▶ **Goal**:
Quote the listing below in its entirety, omitting every image.

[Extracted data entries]

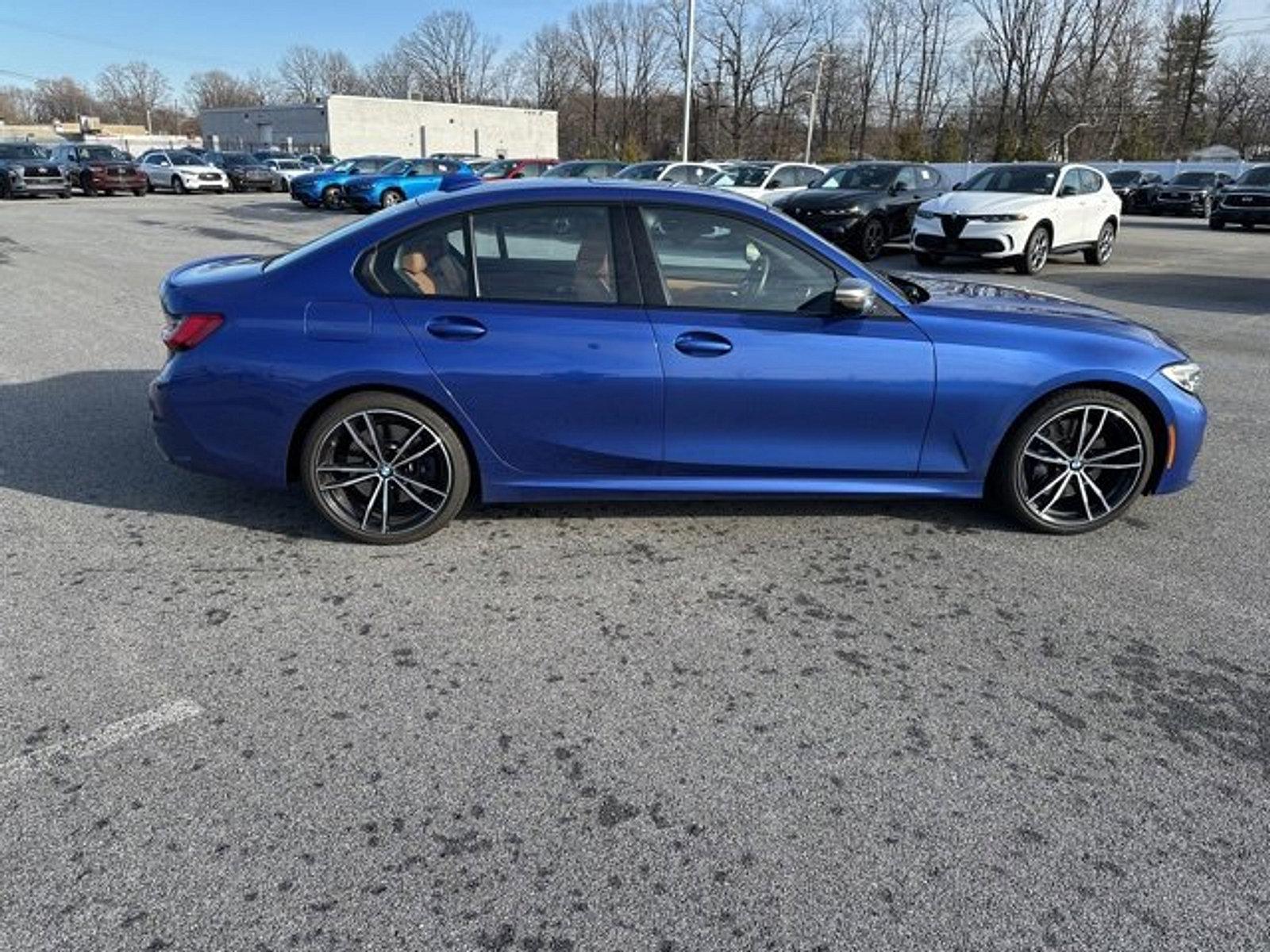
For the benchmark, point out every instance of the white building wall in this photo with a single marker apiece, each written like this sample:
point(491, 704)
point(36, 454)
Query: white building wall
point(364, 126)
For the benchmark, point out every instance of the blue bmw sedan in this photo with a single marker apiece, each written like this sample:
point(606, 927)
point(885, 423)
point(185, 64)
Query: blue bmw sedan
point(403, 179)
point(613, 340)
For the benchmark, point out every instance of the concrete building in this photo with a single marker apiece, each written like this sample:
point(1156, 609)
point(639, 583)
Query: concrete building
point(347, 126)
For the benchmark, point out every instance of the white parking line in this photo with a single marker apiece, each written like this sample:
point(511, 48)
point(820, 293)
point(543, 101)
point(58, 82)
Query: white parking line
point(27, 766)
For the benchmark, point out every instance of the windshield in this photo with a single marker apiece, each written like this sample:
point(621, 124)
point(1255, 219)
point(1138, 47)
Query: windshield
point(498, 169)
point(105, 152)
point(1194, 178)
point(1124, 178)
point(1026, 179)
point(1255, 177)
point(741, 177)
point(22, 152)
point(869, 178)
point(643, 171)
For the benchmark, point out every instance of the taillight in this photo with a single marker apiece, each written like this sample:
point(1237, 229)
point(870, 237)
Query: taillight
point(190, 330)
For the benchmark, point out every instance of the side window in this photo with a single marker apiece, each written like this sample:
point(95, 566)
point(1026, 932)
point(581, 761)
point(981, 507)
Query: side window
point(431, 260)
point(554, 253)
point(713, 260)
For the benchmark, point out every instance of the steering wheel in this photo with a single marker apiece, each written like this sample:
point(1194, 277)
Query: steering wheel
point(755, 282)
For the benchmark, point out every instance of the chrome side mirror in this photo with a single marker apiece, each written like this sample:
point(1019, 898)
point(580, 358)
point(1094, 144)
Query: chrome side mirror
point(854, 296)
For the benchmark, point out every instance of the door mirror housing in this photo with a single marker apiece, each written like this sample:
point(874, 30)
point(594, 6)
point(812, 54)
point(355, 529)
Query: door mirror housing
point(854, 296)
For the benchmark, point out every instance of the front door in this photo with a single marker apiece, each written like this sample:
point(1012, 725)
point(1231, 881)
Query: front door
point(541, 343)
point(762, 378)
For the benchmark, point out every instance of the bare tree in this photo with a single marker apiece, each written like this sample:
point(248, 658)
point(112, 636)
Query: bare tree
point(131, 90)
point(450, 57)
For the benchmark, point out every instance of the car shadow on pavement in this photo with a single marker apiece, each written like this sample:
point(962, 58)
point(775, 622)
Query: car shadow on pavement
point(86, 438)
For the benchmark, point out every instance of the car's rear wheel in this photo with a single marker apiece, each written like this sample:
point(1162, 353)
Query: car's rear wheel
point(1076, 463)
point(870, 240)
point(384, 469)
point(1035, 251)
point(1102, 251)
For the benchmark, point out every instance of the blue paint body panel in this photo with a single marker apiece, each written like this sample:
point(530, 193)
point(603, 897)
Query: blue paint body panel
point(565, 401)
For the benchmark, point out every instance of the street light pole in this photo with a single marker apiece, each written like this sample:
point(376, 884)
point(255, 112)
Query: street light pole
point(687, 76)
point(810, 113)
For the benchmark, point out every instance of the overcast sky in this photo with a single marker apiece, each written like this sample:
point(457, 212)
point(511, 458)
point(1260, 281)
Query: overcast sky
point(238, 36)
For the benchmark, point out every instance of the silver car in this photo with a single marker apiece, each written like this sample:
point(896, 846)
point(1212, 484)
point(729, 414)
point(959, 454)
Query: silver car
point(181, 171)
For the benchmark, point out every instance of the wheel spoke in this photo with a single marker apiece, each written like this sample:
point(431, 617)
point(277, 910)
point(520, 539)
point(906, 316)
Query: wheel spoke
point(406, 489)
point(427, 450)
point(361, 446)
point(1058, 493)
point(1091, 484)
point(370, 503)
point(353, 482)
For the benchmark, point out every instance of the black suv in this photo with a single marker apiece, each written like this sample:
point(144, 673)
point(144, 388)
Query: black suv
point(1137, 188)
point(1191, 194)
point(245, 171)
point(29, 169)
point(864, 205)
point(1246, 202)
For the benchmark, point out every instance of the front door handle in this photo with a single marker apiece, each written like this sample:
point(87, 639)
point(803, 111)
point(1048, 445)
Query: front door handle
point(454, 328)
point(702, 343)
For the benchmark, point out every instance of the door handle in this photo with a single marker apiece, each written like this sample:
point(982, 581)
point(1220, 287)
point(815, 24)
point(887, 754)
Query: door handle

▶ **Exercise result**:
For the benchmark, point out every instance of the white building wall in this photo with a single marker apiece, each written like this sample:
point(491, 704)
point(36, 454)
Query: white building wall
point(364, 126)
For the benchmark, point out every instance of the blue bmw sedan in this photo with a single marker apiece, each written like this sample:
point(606, 927)
point(885, 423)
point(185, 64)
Query: blue bmw sedan
point(403, 179)
point(613, 340)
For the benchmark, point out every instance of the concrete building in this photo with a single marker apiece, each written like this sample:
point(1156, 609)
point(639, 583)
Query: concrete building
point(347, 126)
For the benchmark, point out every instance of the white parking line in this photo with a single marker apiece, each written like this sample:
point(511, 48)
point(820, 293)
point(543, 101)
point(58, 82)
Query: white parking line
point(27, 766)
For the benchmark, point out every instance of the windshield in this photo with a single marker apiece, each written like this sample:
point(621, 124)
point(1255, 219)
point(1138, 47)
Query: windshield
point(498, 169)
point(105, 152)
point(1194, 178)
point(1124, 178)
point(1026, 179)
point(1255, 177)
point(741, 177)
point(22, 152)
point(869, 178)
point(643, 171)
For the benchmark, point out every instance of the taillight in this photo with a single marker apiece, each written like this sample:
point(1237, 229)
point(870, 237)
Query: taillight
point(190, 330)
For the benchmark, point out every instance of the side window in this photo with a single marker apiece, each written like this sample:
point(95, 566)
point(1026, 932)
point(581, 761)
point(981, 507)
Query: side window
point(431, 260)
point(554, 253)
point(713, 260)
For the benchmark, point out every instance of the steering wheel in this photo with a single marker apiece, each written like this sample:
point(1194, 277)
Query: steering wheel
point(755, 282)
For the benchmark, point out every instance of the chrome side mirror in this photo with a single marker apiece, each written like this sample:
point(1019, 898)
point(580, 358)
point(1094, 144)
Query: chrome side mirror
point(854, 296)
For the benchmark, point out every instance of the door mirror housing in this photo with a single marker apiece, each written like this sample:
point(874, 30)
point(594, 6)
point(812, 54)
point(355, 529)
Query: door mirror housing
point(854, 296)
For the benchmark, point out every instance of the front door in this photo with a single marker apiece, each written like this sample:
point(1012, 725)
point(1231, 881)
Query: front door
point(541, 343)
point(762, 378)
For the benchmark, point out every instance of the bare tree in this photo with a single marker apiece, each written like this sample:
point(248, 658)
point(112, 636)
Query: bare tree
point(131, 90)
point(450, 57)
For the benchmark, point out every instance of the car shadow on pavement in this photo with a single marker apiece, each written like this sample:
point(962, 58)
point(775, 622)
Query: car shadow on pavement
point(86, 438)
For the benchmark, point out every instance of the car's rear wheel in this photo with a single marker apiece, each written like this sample:
point(1162, 353)
Query: car's rear wheel
point(1076, 463)
point(870, 240)
point(384, 469)
point(1035, 251)
point(1102, 251)
For the benchmark, point out every instance of the blue paint body panel in this photo with a single marker apiece, each written like this sample:
point(530, 193)
point(603, 897)
Query: blue paint body panel
point(565, 401)
For the benchmark, point out every instance of the street light pole in this photo with a single marker apiece, each written like this sample:
point(376, 884)
point(255, 112)
Query: street light pole
point(687, 76)
point(810, 113)
For the benchmark, point out every instance of the overcast sky in this photo with a single marker apiece, each written like this sample:
point(457, 212)
point(511, 458)
point(1260, 281)
Query: overcast sky
point(238, 36)
For the benchmark, point out every instance of the silver car in this photo with a single marker apiece, each written like this sample:
point(896, 846)
point(1212, 484)
point(729, 414)
point(959, 454)
Query: silver car
point(181, 171)
For the benchmark, point out every instance of the wheel spoke in this photo with a single marker apiece, each written like this sample:
point(431, 617)
point(277, 910)
point(520, 539)
point(906, 316)
Query: wheel spoke
point(406, 489)
point(427, 450)
point(361, 446)
point(1058, 493)
point(1091, 484)
point(370, 503)
point(353, 482)
For the benchmark, point out every instance of the black suv in this photo with a single marker apiece, each written like this sample:
point(144, 673)
point(144, 388)
Query: black suv
point(1137, 188)
point(1191, 194)
point(245, 171)
point(29, 169)
point(864, 205)
point(1246, 202)
For the benchmark, point out every instance of the front door handle in this photo with a single marker apiece, each written like this sample:
point(87, 639)
point(803, 111)
point(1048, 445)
Query: front door handle
point(454, 328)
point(702, 343)
For the benchmark, point out every instance of the door handle in this photo with a single marker apiece, each written like this sample:
point(982, 581)
point(1220, 287)
point(815, 24)
point(887, 754)
Query: door handle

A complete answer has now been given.